EXCERPT TO READ START

IMPRESSIONS: GERTRUDE STEIN

After reading an essay written by Jeanette Winterson in which she defends Gertrude Stein’s The Autobiography of Alice B. Toklas (in Winterson’s book, Art Objects, Essays in Ecstasy and Effrontery), I got curious about the book, and have been reading it myself.  Winterson wrote that those criticizing Stein as being self-aggrandizing and not factual had missed the point of what she was doing.  Winterson’s view is that Stein was no more intending to write a factual book than Matisse or Picasso were trying to paint photographic portraits, that the book was meant to be a work of fiction, was experimenting with an entirely new form, and should be judged on its experimentation–producing a new way of seeing and thinking–rather than on its substance.  That may be.  Nevertheless, I think a work should provide some substance as well.

The main thing I admire about The Autobiography of Alice B. Toklas, is Gertrude Stein’s chutzpah.  Alice’s “autobiography” is actually a biography of Gertrude; thus, actually an autobiography by Gertrude.  A literary trompe d’oeil in which Stein can have Toklas dub Stein one of only “three first class geniuses” she has known, and in which “Alice” writes next to nothing of her own life.  A clever little con-artist, our Gertie.

My problem with the book, beyond the self-aggrandizement, is that it appears to be a rather constant recitation of the famous artists and writers, composers, or philosophers with whom Stein mixed in Paris, along with a stream of blanket statements about who got along with whom and who didn’t.  But one never is given any details that would make the content more than name-dropping or very general, minimal gossip.

For example, Stein-alias-Alice tells us that Stein liked William James and that he thought highly of her and recommended she go to medical school and become a psychologist.  But she does not tell us anything of what they may have discussed about philosophy or psychology–or even what her own views were.  She tells us only that, when she got to medical school, at a certain point she didn’t do the work because she was “bored,” yet many professors passed her anyway because of her presumed “brilliance.”

Stein-aka-Alice writes that Stein talked with the geniuses or near-geniuses, but that she–Alice–only talked with the wives of the geniuses or near geniuses.  Not only does she give us no details or insight into the “geniuses,” she tells us nothing about the wives except that they were congenial or not, fashionable or not, etc.  Perhaps this is because the real author, Gertrude, never talked to the wives.  But, then, neither as Alice nor as herself does she provide any depth–real or fictional–to her view of any of the people beyond the fact that they kept coming and going, and she saw them often or saw them rarely, or met them once, or saw them often but fell out with them (she never gives us the reasons).

EXCERPT TO READ END

→ **APPLY WHAT YOU READ**:
a - In the essay on Gertrude Stein, who recommended that Stein go to medical school and become a psychologist?
b - Write a continuation of the essay on Gertrude Stein's The Autobiography of Alice B. Toklas, starting after its final sentence.

INFORMATION SHOWN START

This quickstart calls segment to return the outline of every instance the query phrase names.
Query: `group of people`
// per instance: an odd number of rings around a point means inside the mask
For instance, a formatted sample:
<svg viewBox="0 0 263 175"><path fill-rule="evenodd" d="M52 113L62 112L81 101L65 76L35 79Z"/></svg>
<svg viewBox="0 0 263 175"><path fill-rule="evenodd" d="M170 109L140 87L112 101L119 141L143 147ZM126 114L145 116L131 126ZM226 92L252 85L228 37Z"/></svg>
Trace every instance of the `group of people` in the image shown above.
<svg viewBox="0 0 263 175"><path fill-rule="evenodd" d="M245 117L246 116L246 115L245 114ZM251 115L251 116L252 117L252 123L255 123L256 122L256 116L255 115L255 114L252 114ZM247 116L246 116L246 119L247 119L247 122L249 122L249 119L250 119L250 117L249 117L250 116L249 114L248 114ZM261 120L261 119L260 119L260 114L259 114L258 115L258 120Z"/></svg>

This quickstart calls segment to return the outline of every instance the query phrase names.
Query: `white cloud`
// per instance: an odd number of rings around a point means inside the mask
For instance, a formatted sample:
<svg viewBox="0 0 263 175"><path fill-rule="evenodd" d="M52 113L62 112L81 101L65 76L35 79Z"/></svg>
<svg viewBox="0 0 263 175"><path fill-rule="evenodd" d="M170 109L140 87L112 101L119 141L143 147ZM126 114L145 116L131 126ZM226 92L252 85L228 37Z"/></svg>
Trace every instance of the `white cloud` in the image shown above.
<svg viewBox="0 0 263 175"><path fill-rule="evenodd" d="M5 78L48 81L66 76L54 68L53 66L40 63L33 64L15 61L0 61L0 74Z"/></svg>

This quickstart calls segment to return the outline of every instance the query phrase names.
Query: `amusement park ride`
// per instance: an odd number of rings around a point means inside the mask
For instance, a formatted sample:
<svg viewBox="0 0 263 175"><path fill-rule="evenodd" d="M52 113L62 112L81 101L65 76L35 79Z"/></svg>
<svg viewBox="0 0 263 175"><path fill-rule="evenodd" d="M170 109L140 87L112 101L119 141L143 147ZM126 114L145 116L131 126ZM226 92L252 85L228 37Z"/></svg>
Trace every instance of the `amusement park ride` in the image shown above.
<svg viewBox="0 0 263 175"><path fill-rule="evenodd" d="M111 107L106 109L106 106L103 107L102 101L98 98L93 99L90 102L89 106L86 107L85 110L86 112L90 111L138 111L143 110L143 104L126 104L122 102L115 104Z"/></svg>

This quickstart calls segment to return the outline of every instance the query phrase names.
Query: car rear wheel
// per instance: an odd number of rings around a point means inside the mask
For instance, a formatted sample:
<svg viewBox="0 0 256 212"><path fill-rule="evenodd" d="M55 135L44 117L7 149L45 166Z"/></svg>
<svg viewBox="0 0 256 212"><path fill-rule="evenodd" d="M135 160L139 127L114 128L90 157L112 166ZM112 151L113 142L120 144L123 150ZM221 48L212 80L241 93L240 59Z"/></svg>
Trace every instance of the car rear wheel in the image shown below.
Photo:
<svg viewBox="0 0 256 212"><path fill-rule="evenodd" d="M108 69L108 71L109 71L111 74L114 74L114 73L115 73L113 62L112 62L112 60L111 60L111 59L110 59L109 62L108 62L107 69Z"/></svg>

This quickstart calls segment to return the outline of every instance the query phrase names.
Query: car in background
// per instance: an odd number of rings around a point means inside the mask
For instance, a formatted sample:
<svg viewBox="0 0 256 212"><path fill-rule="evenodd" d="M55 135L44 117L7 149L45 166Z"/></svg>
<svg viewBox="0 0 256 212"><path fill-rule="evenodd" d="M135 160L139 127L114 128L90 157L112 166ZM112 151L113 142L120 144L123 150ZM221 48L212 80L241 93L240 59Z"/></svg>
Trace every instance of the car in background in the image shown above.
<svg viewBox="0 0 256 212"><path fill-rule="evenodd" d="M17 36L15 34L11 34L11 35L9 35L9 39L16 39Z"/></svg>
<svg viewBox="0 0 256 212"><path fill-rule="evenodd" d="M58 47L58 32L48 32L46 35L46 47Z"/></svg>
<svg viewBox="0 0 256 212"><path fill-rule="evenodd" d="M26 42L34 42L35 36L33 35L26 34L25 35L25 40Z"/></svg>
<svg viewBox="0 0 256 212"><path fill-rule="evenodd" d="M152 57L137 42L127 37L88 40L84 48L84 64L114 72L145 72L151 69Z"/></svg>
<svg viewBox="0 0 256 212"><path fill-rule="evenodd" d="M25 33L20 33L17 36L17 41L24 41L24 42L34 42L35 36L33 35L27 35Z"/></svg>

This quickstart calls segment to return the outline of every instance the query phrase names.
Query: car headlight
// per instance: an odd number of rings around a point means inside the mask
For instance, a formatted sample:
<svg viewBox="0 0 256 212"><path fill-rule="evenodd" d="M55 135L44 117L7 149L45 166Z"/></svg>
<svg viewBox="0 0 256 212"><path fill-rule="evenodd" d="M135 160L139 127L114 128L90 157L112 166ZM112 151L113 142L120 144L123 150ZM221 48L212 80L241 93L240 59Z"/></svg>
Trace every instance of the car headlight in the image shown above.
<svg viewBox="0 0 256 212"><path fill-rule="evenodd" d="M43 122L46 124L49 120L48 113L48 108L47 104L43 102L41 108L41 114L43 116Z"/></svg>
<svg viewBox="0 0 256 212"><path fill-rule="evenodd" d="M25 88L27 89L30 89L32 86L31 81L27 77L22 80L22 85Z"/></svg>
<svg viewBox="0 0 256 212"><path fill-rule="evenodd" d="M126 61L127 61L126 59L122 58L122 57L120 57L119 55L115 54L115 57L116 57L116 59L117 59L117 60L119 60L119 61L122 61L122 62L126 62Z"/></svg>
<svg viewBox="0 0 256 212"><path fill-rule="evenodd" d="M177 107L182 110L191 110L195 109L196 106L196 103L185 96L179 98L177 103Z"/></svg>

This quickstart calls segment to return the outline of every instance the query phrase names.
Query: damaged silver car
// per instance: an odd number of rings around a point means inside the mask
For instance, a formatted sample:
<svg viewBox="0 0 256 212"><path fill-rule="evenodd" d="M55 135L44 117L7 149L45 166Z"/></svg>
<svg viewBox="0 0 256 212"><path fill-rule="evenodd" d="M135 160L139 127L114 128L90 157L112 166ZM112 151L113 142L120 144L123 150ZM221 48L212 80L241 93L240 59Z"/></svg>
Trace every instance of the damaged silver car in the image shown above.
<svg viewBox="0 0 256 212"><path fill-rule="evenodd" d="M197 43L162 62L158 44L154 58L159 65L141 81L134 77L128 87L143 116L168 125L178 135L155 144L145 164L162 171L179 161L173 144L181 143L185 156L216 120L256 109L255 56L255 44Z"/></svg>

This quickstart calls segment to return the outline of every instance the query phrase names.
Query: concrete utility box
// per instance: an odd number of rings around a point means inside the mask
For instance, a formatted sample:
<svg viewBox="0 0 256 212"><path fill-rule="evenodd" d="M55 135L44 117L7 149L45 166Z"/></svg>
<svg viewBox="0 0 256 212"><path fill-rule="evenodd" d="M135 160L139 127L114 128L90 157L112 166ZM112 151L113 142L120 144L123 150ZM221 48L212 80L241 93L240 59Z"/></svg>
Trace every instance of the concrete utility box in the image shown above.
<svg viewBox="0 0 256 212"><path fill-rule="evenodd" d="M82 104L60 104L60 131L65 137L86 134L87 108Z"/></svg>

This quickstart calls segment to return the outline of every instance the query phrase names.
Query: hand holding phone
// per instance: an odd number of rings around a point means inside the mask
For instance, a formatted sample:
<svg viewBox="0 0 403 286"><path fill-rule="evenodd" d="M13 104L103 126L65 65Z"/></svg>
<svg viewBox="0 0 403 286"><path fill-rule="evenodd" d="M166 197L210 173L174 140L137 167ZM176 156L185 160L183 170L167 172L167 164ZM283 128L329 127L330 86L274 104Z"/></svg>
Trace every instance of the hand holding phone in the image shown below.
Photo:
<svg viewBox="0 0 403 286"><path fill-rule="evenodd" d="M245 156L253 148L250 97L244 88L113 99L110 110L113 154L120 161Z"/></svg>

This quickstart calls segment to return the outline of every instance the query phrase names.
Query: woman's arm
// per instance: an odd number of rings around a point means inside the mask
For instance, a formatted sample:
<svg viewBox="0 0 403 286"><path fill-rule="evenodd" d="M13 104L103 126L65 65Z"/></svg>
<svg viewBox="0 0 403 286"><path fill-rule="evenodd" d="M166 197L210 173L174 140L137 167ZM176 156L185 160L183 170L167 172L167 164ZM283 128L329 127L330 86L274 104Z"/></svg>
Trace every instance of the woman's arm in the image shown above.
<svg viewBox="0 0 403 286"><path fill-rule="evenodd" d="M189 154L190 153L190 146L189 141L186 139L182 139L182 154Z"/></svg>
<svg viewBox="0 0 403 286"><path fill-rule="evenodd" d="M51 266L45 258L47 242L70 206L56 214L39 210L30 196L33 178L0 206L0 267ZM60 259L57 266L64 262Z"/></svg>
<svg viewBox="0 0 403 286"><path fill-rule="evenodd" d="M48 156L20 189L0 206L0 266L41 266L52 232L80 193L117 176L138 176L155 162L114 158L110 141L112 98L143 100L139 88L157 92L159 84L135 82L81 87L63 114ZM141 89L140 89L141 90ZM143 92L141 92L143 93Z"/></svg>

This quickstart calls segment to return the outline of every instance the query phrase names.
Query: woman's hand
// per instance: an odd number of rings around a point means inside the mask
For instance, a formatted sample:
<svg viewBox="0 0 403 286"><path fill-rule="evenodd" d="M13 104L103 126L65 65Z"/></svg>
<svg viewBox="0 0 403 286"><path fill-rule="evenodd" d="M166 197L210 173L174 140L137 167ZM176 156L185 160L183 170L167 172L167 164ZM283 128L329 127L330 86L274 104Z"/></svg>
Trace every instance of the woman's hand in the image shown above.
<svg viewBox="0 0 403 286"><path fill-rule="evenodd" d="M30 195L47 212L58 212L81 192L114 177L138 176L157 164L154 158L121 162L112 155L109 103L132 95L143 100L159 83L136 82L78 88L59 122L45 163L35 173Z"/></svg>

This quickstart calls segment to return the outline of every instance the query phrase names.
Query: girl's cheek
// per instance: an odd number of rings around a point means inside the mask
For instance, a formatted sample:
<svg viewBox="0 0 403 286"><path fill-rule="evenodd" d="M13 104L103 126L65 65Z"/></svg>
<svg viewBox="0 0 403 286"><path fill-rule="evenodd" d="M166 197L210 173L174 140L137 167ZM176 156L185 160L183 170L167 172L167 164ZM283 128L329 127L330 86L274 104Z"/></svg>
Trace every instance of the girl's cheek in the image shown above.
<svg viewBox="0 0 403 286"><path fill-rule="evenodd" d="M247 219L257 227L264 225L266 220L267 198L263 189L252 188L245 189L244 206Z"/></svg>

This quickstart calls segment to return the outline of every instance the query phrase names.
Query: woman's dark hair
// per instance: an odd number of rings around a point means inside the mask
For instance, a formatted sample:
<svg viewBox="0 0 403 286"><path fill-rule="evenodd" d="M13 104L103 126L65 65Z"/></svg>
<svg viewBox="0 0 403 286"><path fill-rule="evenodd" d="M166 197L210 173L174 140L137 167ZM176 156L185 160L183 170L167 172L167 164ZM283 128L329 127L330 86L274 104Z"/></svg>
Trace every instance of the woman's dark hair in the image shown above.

INFORMATION SHOWN END

→ **EXERCISE ANSWERS**:
a - William James

b -
Of Picasso (or Matisse or Hemingway, or others), she may tell us that they discussed or argued at length–with Picasso, long into the night–but never tells us what they discussed or what either thought.  Instead of giving us a real (or even fictional) sense of Stein’s life or her thinking, the book leaves one with the impression that this person was a pseudo-intellectual who lived a shallow, if idiosyncratic, life–and an easy one (whenever there was a question of money, it seemed that all Stein had to do was call a relative in America and money–or on one occasion, even a Ford automobile–would be sent).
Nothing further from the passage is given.